The Spanish and Portuguese were the first to land in America. They were the first to find good quality tobacco and to realize its economic potential. Earlier in the sixteenth century the Portuguese had already grown some small plantations along their trade routes, whether for personal use, gifts or barter. On the West coast of Sub-Saharan Africa they had even exchanged tobacco for slaves to be sent to America. Then the plantations gradually expanded. In some cases it was European entrepreneurs who went directly to America to set up the plantations, and there are records of plantations in Cuba and Santo Domingo in the 1530s and in Brazil fifteen years later. The tobacco for English smokers was imported precisely from these places, through countless intermediaries and inflated prices.
But let us go back to 1586, and Ralph Lane who had just arrived from Virginia. He certainly had a hand in spreading this practice, together with his men, and it is thanks to the fact that he introduced Sir Walter Raleigh to the pleasures of smoking (as had perhaps Francis Drake earlier) that tobacco soon became popular. Raleigh had already had some acquaintance with the weed in his youth, but this time he became a keen smoker, and soon smoked openly in public, also trying to convert his fellow men. Subsequently he started a tobacco plantation in Ireland and at court he was always welcome, and with the Queen even more so, as he was her favourite. Where else could such an exotic practice be popularized? At court everyone sought new experiences and the price of tobacco was certainly not a deterrent for them.

Given records

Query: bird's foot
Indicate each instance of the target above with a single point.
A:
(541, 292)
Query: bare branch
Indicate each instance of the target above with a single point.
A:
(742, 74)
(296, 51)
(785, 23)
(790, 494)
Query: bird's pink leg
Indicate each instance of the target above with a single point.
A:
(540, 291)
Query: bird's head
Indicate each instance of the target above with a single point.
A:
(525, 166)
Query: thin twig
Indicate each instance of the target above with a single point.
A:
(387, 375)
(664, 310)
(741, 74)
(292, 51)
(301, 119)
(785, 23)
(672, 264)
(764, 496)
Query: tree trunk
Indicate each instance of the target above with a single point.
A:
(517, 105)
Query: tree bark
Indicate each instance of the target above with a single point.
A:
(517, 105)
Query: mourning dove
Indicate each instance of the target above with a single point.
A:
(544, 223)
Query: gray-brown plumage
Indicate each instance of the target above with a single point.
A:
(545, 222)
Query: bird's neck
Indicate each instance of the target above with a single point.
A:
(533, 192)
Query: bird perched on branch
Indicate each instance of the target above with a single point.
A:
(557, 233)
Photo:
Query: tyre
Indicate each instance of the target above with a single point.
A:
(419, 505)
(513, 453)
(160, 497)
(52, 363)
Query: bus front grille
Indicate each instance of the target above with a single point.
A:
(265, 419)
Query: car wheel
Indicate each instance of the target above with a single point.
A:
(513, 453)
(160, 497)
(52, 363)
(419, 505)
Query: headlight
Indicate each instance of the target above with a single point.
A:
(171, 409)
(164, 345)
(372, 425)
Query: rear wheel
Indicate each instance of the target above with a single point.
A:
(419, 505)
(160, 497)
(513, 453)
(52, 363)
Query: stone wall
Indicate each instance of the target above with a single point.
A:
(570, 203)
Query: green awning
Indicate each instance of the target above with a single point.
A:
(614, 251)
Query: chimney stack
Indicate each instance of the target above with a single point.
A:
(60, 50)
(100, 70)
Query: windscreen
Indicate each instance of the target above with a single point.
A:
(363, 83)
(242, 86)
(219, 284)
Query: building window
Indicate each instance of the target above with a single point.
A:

What this task involves
Continue the passage on tobacco's arrival in Europe from where it stops.

Output of the exercise
Thus the Elizabethan dandies would go to the theatre with their starched ruffs, velvet breeches and gilt-handled swords, armed with boxes of silver or clay pipes, decorated in silver and gold. The elegant smoker would never be without his ivory or metal box containing up to a pound of tobacco, silver tongs for lifting the glowing ember to light the pipe, a pick, a knife to shred the tobacco, and a small scoop for drying the leaf. They prepared and lit their pipes while sitting on a stool by the side of the stage, blowing smoke onto the spectators around them.
The upper-class example rapidly spread, becoming socially acceptable and then slowly adopted by the lower classes. In this case, a less expensive proposition was the clay pipe, or even a pipe made from a walnut shell and a straw stem, and obviously less tobacco was smoked. At first, tobacco was “drunk”, not “smoked”, as the person seemed to “swallow” the tobacco. All this occurred over a relatively short time in London and then spread to the provinces. A passing fad? Evidently not, although there were obviously some exaggerations and consequent attempts to ban the practice. Meanwhile, in London in the late fifteenth century through dandies and common people the era of the pipe was launched, which still continues.